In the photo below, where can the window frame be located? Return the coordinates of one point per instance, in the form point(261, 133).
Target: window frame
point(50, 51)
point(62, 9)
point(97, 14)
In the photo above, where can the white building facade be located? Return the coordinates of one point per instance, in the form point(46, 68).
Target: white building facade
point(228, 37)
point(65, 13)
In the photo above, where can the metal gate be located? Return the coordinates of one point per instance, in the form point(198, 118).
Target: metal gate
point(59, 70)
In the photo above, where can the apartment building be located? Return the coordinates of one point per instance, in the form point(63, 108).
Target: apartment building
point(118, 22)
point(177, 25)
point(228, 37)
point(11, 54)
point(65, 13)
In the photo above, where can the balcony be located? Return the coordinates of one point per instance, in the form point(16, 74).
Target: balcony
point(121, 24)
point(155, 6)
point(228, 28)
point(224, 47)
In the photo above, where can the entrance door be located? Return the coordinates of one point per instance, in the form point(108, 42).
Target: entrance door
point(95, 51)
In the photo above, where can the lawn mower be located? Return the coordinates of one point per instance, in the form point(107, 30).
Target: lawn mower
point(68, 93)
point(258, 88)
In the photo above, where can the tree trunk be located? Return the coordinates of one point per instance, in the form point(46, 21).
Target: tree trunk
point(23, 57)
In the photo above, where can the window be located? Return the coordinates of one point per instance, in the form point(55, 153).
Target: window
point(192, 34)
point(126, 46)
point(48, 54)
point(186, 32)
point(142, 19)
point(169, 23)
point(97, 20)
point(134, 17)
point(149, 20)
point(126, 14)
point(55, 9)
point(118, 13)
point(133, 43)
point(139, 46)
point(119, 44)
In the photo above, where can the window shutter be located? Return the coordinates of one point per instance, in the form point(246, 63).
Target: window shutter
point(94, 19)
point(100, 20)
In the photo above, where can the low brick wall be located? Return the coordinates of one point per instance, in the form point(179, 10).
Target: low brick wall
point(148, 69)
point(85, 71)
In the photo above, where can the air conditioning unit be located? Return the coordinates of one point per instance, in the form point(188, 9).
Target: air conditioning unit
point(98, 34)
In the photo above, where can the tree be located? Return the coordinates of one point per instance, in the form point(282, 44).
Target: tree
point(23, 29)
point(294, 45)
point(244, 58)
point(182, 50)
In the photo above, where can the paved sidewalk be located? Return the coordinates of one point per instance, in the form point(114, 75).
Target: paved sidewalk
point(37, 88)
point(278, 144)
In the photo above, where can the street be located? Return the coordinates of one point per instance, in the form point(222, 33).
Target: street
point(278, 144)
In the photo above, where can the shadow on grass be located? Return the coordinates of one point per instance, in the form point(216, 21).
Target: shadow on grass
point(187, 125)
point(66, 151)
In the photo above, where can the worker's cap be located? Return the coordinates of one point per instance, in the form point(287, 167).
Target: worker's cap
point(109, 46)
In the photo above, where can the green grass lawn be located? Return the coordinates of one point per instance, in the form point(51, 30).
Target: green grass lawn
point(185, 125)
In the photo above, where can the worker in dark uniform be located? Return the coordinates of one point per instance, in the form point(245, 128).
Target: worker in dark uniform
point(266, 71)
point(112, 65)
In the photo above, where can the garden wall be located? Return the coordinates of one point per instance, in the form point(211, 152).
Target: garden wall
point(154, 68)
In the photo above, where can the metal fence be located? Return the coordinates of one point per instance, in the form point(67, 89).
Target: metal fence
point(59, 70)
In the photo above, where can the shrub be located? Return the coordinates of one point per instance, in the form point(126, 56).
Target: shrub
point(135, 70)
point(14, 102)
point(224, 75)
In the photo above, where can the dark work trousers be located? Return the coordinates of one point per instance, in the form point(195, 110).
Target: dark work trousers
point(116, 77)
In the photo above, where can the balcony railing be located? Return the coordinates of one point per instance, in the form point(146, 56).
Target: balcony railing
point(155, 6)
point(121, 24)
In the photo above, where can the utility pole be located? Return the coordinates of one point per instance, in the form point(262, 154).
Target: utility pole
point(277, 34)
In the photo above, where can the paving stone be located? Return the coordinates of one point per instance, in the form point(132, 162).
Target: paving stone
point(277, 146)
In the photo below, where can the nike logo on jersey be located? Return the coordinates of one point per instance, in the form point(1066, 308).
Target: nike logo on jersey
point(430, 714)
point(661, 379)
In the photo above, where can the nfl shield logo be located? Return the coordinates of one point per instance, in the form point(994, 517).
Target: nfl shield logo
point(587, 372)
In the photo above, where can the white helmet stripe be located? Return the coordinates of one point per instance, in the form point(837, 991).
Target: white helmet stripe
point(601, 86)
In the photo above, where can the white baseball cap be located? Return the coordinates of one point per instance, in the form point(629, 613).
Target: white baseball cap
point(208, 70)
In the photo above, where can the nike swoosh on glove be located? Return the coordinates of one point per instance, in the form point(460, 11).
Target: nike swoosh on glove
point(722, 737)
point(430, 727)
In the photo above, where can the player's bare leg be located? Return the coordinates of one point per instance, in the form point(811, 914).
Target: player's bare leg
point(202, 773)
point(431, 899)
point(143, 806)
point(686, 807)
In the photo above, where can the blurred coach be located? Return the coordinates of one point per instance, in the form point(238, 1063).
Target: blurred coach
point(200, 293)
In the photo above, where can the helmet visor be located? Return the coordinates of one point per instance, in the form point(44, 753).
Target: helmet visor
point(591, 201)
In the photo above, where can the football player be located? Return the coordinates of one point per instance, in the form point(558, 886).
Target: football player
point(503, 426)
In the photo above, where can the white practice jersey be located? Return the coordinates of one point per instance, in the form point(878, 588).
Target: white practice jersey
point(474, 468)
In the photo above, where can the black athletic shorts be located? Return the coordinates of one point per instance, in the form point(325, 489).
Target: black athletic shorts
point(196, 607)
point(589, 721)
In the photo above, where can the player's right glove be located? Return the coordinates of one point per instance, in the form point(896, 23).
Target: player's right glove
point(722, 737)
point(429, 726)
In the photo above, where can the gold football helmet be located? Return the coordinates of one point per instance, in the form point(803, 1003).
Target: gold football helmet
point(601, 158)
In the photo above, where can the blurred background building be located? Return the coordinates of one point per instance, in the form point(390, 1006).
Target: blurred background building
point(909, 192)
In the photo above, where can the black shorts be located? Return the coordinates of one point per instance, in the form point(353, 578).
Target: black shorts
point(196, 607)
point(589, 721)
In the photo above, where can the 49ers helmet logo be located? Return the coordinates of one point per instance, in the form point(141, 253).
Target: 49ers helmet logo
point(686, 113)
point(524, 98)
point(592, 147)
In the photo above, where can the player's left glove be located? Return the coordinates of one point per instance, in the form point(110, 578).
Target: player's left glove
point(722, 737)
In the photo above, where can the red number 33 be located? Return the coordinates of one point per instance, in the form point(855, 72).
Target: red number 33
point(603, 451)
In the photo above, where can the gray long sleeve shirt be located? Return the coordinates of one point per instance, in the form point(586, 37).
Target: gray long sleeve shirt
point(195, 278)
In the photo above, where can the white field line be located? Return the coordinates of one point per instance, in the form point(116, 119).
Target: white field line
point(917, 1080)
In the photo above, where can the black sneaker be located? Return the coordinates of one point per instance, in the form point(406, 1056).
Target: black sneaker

* TASK REQUIREMENTS
Please copy all of the rows above word for word, with every line kept as it is.

* ANSWER TO THIS PROBLEM
In the photo below, where can the window frame be located? Return the coordinates of one point per instance, in the form point(261, 133).
Target: window frame
point(50, 51)
point(62, 9)
point(97, 14)
In the photo above, where can the white building facade be located? Return the coordinates of one point per instance, in the form point(46, 68).
Target: white building facade
point(228, 37)
point(65, 13)
In the photo above, where can the metal gate be located? Return the coordinates of one point per instance, in the form point(198, 118).
Target: metal gate
point(59, 70)
In the photo above, where can the apartment building be located? Return the coordinates of one point per instance, in the form point(63, 108).
Target: apartment building
point(118, 22)
point(177, 25)
point(228, 37)
point(11, 54)
point(65, 13)
In the photo above, where can the balcony be located? Return the coordinates of one point per instance, in the form point(16, 74).
Target: balcony
point(121, 24)
point(155, 6)
point(228, 28)
point(224, 47)
In the photo above, where can the entrance door be located? Return the coordinates of one point per instance, in the form point(108, 42).
Target: entrance door
point(95, 51)
In the photo above, where can the lawn mower be located? Return the coordinates of one point per instance, in the form point(107, 30).
Target: lawn mower
point(68, 93)
point(258, 88)
In the photo above, where can the tree trunk be located? Return the coordinates of one point per instance, in the form point(46, 21).
Target: tree trunk
point(23, 57)
In the photo above, where can the window be located? Return the coordinates of one point per instance, in the form point(55, 153).
Target: window
point(192, 34)
point(126, 46)
point(48, 54)
point(186, 32)
point(142, 19)
point(169, 23)
point(97, 20)
point(134, 17)
point(149, 20)
point(126, 14)
point(55, 9)
point(118, 13)
point(133, 43)
point(139, 46)
point(119, 44)
In the photo above, where can the window shutter be located? Return the coordinates of one point per instance, in the form point(246, 63).
Target: window shutter
point(94, 19)
point(100, 20)
In the photo above, where can the low brick wall be located? Return the coordinates of one point per instance, in the form point(179, 10).
Target: low brick wall
point(148, 69)
point(85, 71)
In the photo above, where can the air conditioning unit be located? Return the coordinates of one point per instance, in the form point(188, 9).
Target: air conditioning unit
point(98, 34)
In the photo above, where can the tree be located? Return the coordinates of one point per instance, in the form point(282, 44).
Target: tree
point(23, 29)
point(294, 45)
point(244, 58)
point(182, 50)
In the photo above, where can the paved sidewalk be located? Return the coordinates of one point per instance, in the form point(114, 75).
Target: paved sidewalk
point(37, 88)
point(278, 144)
In the photo above, where can the street be located? Return the coordinates of one point per instance, in the form point(222, 33).
Target: street
point(278, 144)
In the photo above, where can the shadow on grass be located? Return the coordinates of one point per instance, in the form point(216, 21).
Target: shadow on grass
point(187, 125)
point(66, 151)
In the photo above, where can the worker's cap be located? Return the coordinates of one point per instance, in the form point(287, 167).
Target: worker's cap
point(109, 46)
In the photo above, where can the green grass lawn be located? Return the coordinates of one point per instance, in the form point(51, 30).
Target: green grass lawn
point(185, 125)
In the photo above, where can the worker in dark uniform be located? Return the coordinates of one point per instance, in the form point(245, 128).
Target: worker in dark uniform
point(266, 71)
point(112, 65)
In the photo above, where can the garden wall be located? Return the coordinates of one point per instance, in the form point(211, 152).
Target: garden wall
point(154, 68)
In the photo above, where can the metal fence be located? Return the coordinates of one point per instance, in the form point(67, 89).
Target: metal fence
point(59, 70)
In the photo above, where can the shrub be located? Return the coordinates of one point per instance, in the form point(126, 56).
Target: shrub
point(135, 70)
point(14, 102)
point(224, 75)
In the photo above, where can the dark work trousers be located? Return the coordinates of one point per instance, in the form point(195, 110).
Target: dark work trousers
point(116, 77)
In the photo above, where can the balcony railing be located? Return the coordinates of one point per instance, in the form point(146, 56).
Target: balcony railing
point(155, 6)
point(121, 24)
In the photo above, where can the utility pole be located? Return the coordinates of one point per instance, in the form point(262, 154).
Target: utility pole
point(277, 34)
In the photo above, where can the paving stone be located? Return the coordinates of one point per instance, in the form point(132, 162).
Target: paving stone
point(277, 146)
In the photo below, where can the nike logo on jersey be located? Return the coordinates of one point per instance, in the form point(1066, 308).
Target: nike logo on jersey
point(430, 714)
point(661, 379)
In the photo above, where can the nfl shield logo be located? Return the coordinates of one point per instance, in the form point(994, 517).
Target: nfl shield logo
point(587, 372)
In the photo above, where can the white helmet stripe be located? Return the coordinates of one point per instance, in the form point(837, 991).
Target: white helmet stripe
point(601, 86)
In the photo above, where can the white baseball cap be located? Return the coordinates of one point per instance, in the form point(629, 613).
Target: white baseball cap
point(208, 70)
In the photo above, where can the nike swoosh on glove be located? Return the coordinates of one point per instance, in the form point(460, 11).
Target: nike swoosh on glove
point(722, 737)
point(430, 727)
In the photo above, where can the player's bare leg be located? Return the coordinates of one point per instance, in the form point(811, 914).
Target: player's bare leg
point(202, 773)
point(431, 899)
point(143, 806)
point(686, 807)
In the photo above, where can the blurred coach be located? Return the coordinates of one point per instance, in the form point(238, 1063).
Target: blurred coach
point(200, 293)
In the photo above, where can the helmet visor be located? Return the coordinates of one point per instance, in the form point(44, 753).
Target: helmet visor
point(591, 201)
In the photo above, where can the football player be located? Return the coordinates of one point per instance, in the form point(558, 886).
Target: football player
point(503, 426)
In the photo above, where can the white practice jersey be located? Return the coordinates of one point per instance, in the form point(878, 588).
Target: white practice jersey
point(474, 468)
In the photo above, where can the black athletic shorts be located? Return the coordinates of one point per instance, in the form point(325, 489).
Target: black athletic shorts
point(196, 607)
point(589, 721)
In the photo above, where can the player's right glove be located? Return the coordinates of one point per instance, in the form point(896, 23).
Target: player's right glove
point(722, 737)
point(429, 726)
In the photo above, where can the gold football helmet be located? Return the coordinates of one point per instance, in the form point(803, 1003).
Target: gold football helmet
point(601, 158)
In the photo above, where can the blurred background building be located? Return the coordinates of one point per instance, in the form point(390, 1006).
Target: blurred background building
point(909, 192)
In the photo above, where can the black shorts be located? Return the coordinates of one point per instance, in the form point(353, 578).
Target: black shorts
point(196, 607)
point(589, 721)
In the photo above, where can the 49ers helmet logo be located? Return the coordinates of one point per instance, in the form point(141, 253).
Target: 49ers helmet logo
point(686, 113)
point(524, 98)
point(592, 147)
In the photo above, where can the player's left glove be located? Return the coordinates of one point per instance, in the form point(110, 578).
Target: player's left glove
point(722, 737)
In the photo above, where can the red number 33 be located? Return the coordinates of one point per instance, in the form point(855, 72).
Target: red number 33
point(603, 451)
In the photo above, where can the gray long sleeve shirt be located? Return the coordinates of one point per instance, in the form point(586, 37).
Target: gray long sleeve shirt
point(195, 278)
In the photo above, where can the white field line be located? Return the coordinates of one point per instance, in the form point(116, 119).
Target: white field line
point(917, 1080)
In the photo above, where can the black sneaker be located? Return the coordinates of one point per instance, in the form point(406, 1056).
Target: black sneaker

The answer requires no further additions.